begin PASSAGE SHOWN

The debug text repeated many many times:

"2024-09-24 20:42:06: WARNING[Main]: collisionMoveSimple: maximum step interval exceeded, lost movement details"

Within the next day or so, I finally decided to try to upgrade the ZIL and SLOG on my main box which I use to play minetest.  I had set two SSDs for this quite a long time ago and couldn't remember which one was the SLOG and which was the ZIL, so I ended up causing both to be disabled by pulling them out.  I managed to restore the SLOG but did not fix the ZIL at that moment.

What I discovered after this happened while the ZIL (cache) device was no longer being used, completely nonexistent and removed from my box, was that minetest no longer had those lag issues.  Prior to this, I had planned to attempt to discover where in the series of commits to minetest that things went wrong.  I had backtracked to a much earlier version of minetest, hoping to find a time when this sporadic but slowly progressively worsening lag began.  I was set to learn how to bisect the commits to discover when the issue appeared, but since removing the cache SSD cured the lag for my minetest client and also shortly also noticed some less snappiness in my GUI (FVWM3) as well, the whole bisect need was averted.  This blog post would have documented my experience with the whole bisect of minetest client process had I done so.

end PASSAGE SHOWN
begin RECORD EXTRACTS

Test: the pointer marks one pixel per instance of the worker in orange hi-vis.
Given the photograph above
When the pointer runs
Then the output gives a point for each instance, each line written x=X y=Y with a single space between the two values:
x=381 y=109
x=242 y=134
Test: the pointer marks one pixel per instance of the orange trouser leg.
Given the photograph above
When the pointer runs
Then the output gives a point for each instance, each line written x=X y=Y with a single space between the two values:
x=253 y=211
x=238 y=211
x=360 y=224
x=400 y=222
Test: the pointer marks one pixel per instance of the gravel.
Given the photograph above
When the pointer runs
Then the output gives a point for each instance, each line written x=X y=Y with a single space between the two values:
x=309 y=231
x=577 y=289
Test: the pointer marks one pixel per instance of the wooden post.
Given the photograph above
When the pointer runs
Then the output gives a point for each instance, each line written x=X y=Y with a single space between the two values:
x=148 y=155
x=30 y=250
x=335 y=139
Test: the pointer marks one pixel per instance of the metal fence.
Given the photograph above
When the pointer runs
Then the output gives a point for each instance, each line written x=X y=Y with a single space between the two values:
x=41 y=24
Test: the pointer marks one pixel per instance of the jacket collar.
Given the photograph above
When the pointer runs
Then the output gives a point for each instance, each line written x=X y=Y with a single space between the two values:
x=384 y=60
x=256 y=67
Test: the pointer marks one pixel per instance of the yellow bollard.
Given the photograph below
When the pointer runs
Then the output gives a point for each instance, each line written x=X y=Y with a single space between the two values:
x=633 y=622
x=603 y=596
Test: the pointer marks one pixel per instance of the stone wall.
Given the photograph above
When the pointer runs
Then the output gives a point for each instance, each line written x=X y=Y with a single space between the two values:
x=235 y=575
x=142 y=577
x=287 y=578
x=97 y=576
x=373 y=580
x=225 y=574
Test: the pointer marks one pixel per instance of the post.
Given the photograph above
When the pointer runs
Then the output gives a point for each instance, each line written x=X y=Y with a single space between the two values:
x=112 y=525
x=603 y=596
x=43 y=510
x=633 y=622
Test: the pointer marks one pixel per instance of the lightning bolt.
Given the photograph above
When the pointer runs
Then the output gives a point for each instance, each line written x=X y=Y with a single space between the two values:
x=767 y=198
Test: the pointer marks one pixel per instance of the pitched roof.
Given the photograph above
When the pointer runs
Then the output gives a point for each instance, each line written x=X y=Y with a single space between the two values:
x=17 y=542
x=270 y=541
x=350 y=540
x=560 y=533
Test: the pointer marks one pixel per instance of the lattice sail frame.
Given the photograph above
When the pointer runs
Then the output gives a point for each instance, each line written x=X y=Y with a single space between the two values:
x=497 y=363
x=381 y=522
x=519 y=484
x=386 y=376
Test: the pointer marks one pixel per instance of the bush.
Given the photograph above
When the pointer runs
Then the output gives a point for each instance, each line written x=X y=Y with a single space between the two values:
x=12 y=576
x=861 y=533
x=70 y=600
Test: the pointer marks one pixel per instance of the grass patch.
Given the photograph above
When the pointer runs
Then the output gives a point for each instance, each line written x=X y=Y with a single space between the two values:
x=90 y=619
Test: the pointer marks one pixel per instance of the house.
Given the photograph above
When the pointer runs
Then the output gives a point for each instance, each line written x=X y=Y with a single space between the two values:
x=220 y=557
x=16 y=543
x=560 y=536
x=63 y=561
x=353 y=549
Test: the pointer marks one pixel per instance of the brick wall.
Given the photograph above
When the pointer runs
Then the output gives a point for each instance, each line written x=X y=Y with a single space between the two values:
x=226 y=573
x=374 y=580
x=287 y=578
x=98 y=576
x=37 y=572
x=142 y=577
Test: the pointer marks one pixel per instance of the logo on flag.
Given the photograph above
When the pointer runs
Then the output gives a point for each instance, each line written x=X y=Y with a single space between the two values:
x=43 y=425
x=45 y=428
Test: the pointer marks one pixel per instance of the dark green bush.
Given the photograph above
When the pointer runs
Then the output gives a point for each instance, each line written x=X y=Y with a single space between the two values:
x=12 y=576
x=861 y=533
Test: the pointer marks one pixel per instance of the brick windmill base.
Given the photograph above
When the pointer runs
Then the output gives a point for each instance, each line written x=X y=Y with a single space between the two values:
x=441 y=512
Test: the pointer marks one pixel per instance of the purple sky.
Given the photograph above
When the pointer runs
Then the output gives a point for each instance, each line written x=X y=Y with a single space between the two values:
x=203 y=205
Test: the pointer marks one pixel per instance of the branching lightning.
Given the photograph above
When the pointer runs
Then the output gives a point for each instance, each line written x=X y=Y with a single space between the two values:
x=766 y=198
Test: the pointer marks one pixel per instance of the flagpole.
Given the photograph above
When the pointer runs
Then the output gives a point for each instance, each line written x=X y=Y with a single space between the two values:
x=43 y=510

end RECORD EXTRACTS

THE TASKS
A - Write out the passage from the minetest post, starting at "Within the next" and ending at "at that moment.".
B - In the minetest post, why was there no longer any need to bisect the minetest commits?
C - Carry on the minetest post from where it stops.
The listing isn't needed for anything here.

PER-TASK OUTPUTS
A -
Within the next day or so, I finally decided to try to upgrade the ZIL and SLOG on my main box which I use to play minetest.  I had set two SSDs for this quite a long time ago and couldn't remember which one was the SLOG and which was the ZIL, so I ended up causing both to be disabled by pulling them out.  I managed to restore the SLOG but did not fix the ZIL at that moment.

B - Removing the cache SSD cured the lag in the minetest client. That left no reason to search the commits for the point where the issue appeared.

C -
Instead of telling my tale of learning something new (bisect) I learned that my cache device must have had some kind of problem which was dragging my entire system down.  This should be one more thing to check, to see if your unexplained network lag debug report or similar message indicating network performance issues has nothing to do with actual networking, rather that essentially disk i/o was interfering with network transmission. If I knew off the top of my head how better to triage disk i/o, or prove that it was not network in actuality, then this entire conversation is likely to have been much shorter.

Since the cache (ZIL) was removed, I took a few moments to attach two 500GB SSDs as a striped cache device.  Perhaps over time it will speed things up, but at least now it is only going to be a positive addition, not something which will slow the system and network packets for a game.  If you have cache devices attached to your system for ZIL especially, remember that it can be the reason for general lag on your system when that SSD becomes faulty in one regard or another.